Find the lines of data that contain the string "with", then list them.
_ _ _ _ _ _ _
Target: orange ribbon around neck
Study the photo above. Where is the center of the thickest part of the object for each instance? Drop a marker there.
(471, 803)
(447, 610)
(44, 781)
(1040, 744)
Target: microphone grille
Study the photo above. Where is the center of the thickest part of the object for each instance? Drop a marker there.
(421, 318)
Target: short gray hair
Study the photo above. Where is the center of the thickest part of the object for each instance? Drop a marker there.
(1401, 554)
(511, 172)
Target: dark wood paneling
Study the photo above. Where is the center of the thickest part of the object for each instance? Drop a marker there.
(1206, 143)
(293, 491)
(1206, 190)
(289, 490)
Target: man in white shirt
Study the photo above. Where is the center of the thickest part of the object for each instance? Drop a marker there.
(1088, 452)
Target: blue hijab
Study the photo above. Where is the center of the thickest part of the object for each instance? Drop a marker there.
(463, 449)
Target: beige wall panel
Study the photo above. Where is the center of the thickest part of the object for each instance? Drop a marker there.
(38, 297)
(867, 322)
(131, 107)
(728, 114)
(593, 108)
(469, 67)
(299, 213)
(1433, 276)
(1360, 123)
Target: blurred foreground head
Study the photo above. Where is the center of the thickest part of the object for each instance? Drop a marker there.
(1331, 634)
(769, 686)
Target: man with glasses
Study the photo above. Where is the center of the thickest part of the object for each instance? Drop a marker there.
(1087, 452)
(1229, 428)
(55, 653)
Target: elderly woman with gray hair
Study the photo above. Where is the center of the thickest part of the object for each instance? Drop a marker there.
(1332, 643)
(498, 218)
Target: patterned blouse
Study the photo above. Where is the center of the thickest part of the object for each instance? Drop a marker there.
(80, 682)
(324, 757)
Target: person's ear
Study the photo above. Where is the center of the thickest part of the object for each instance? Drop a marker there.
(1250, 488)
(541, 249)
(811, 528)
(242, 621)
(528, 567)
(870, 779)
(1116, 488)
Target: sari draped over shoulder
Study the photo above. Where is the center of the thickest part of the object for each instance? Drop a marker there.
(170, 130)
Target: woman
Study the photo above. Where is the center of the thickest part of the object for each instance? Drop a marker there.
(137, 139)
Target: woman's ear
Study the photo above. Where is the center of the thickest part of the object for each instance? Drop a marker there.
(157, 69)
_ _ _ _ _ _ _
• EXPECTED ANSWER:
Target: man with glasses
Target: elderly woman with gray hair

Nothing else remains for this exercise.